Texto para leer:
---+---

# Ups 9130 no enciende.



## NUBELUNGO (Sep 25, 2014)

Buenas tardes trajeron al trabajo una ups 9130 de 3kva, el problema es que no enciende del todo es como si estuviera sin energía, las baterías estas bien utiliza seis de 13.5 vdc y están en 12.6 vdc, al conectarla a la red eléctrica el cargador de la ups inyecta 87 vdc al bloque de baterías pero en el disply no enciende ni un led, medí los fusibles de la ups 4 en total en la tarjeta principal y están bien , no encontré ningún dispositivo en corto circuito ni con indicios de quemadura, el cliente solo comento que la ups se apago y nada mas, revise la pàrte donde va el dispositivo de apagado remoto e incluso lo cambie. le probé otra tarjeta controladora y otro disply y nada sigue como si no estuviera con energía eléctrica si alguien tiene un diagrama o manual técnico, no el de servicio de esta ups le agradecería lo subiera al foro, gracias por la ayuda que me puedan brindar. ...


----------



## SantyUY (Sep 25, 2014)

Consegui este diagrama, leelo talvez te ayude.

Siendo nueva, no pueden ser muchas cosas las que fallen.

---+---

Registros dados:
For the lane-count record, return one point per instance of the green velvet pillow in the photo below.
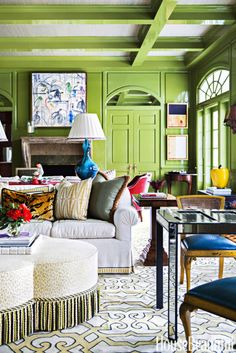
(105, 197)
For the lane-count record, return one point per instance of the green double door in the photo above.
(133, 141)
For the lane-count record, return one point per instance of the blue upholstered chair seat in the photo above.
(221, 292)
(208, 242)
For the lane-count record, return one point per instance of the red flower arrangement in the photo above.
(13, 216)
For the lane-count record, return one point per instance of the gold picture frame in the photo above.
(177, 147)
(177, 115)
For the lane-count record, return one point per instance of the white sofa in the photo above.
(113, 240)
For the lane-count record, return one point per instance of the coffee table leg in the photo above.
(159, 266)
(148, 255)
(173, 283)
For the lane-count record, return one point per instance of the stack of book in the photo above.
(216, 191)
(153, 195)
(20, 245)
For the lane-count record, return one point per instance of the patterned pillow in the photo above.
(72, 199)
(41, 204)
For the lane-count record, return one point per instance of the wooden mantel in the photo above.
(50, 150)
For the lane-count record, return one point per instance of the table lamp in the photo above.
(86, 126)
(2, 133)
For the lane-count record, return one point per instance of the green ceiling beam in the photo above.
(127, 44)
(213, 42)
(203, 13)
(74, 14)
(162, 15)
(26, 63)
(176, 43)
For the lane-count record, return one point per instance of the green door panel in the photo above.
(133, 139)
(146, 142)
(120, 141)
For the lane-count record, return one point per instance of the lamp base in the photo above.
(86, 168)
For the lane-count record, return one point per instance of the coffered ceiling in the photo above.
(132, 31)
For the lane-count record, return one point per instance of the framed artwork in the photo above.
(177, 147)
(177, 115)
(57, 98)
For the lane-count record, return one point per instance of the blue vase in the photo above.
(86, 168)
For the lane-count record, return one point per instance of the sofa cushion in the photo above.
(105, 197)
(40, 204)
(72, 199)
(88, 229)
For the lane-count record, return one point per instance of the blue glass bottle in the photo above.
(86, 168)
(71, 117)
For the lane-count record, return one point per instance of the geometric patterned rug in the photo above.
(128, 321)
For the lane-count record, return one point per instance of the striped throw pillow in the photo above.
(72, 199)
(40, 204)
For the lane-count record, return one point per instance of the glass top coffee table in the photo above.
(184, 222)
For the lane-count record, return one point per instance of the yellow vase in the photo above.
(220, 177)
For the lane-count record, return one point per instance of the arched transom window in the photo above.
(213, 85)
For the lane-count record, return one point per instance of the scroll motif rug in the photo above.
(128, 321)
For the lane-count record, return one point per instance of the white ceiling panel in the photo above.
(76, 2)
(52, 30)
(69, 52)
(184, 30)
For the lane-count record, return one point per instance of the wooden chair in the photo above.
(140, 183)
(217, 297)
(203, 245)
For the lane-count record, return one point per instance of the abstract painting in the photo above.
(57, 98)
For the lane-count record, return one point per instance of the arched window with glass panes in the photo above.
(213, 103)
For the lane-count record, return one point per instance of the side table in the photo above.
(149, 252)
(187, 178)
(230, 200)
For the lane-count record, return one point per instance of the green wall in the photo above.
(223, 55)
(169, 85)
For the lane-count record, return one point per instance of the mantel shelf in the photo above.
(50, 150)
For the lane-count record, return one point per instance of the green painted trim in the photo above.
(163, 13)
(127, 88)
(203, 13)
(175, 43)
(84, 14)
(88, 43)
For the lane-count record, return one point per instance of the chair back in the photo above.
(200, 201)
(140, 183)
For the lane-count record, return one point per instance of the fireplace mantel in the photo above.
(50, 151)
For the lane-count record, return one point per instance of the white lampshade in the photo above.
(2, 133)
(88, 126)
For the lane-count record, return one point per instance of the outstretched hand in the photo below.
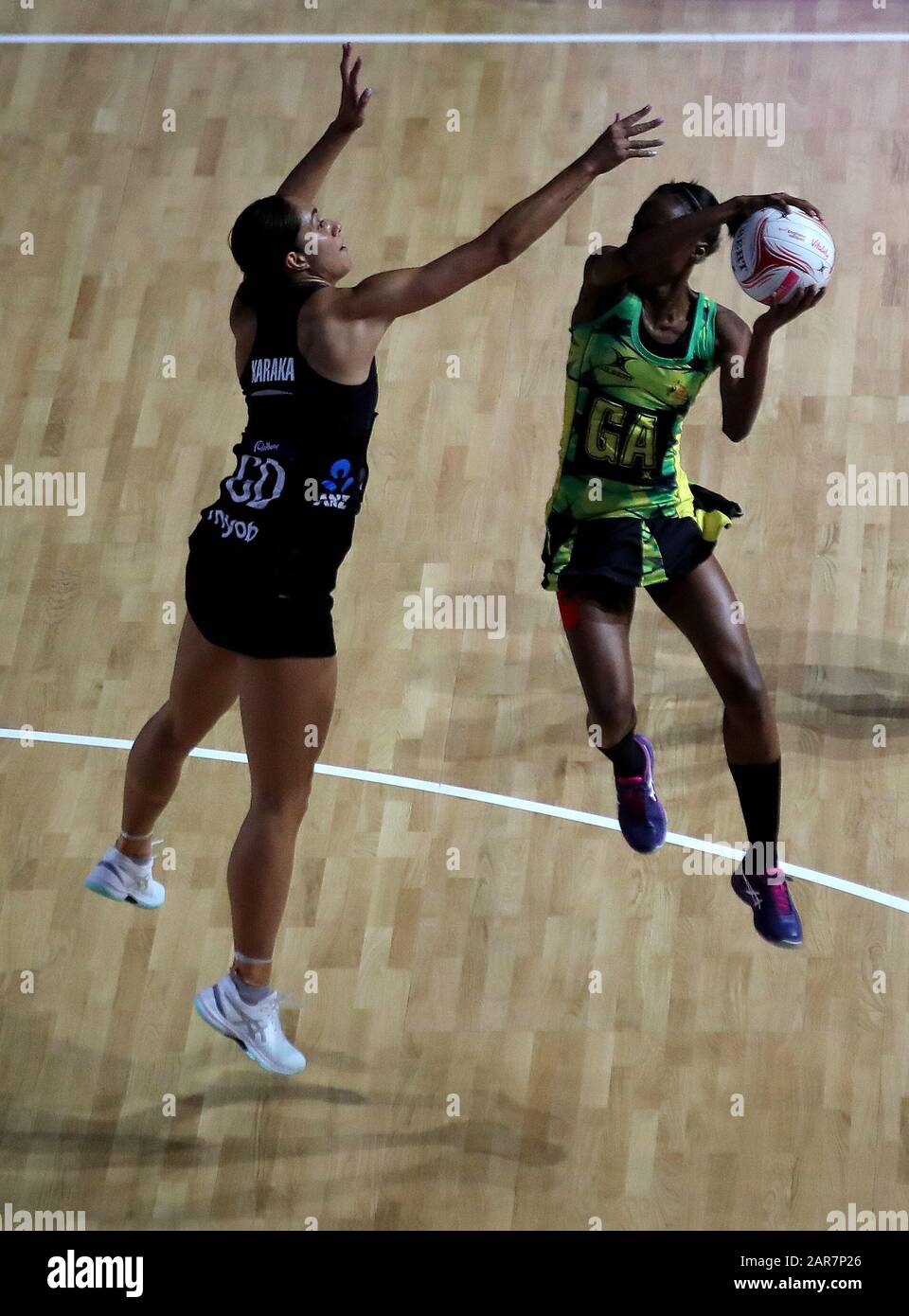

---+---

Tarea planteada: Enumera todas las tensiones en vdc que aparecen en el hilo sobre la UPS 9130 que no enciende.

Tarea resuelta:
- 13.5 vdc
- 12.6 vdc
- 87 vdc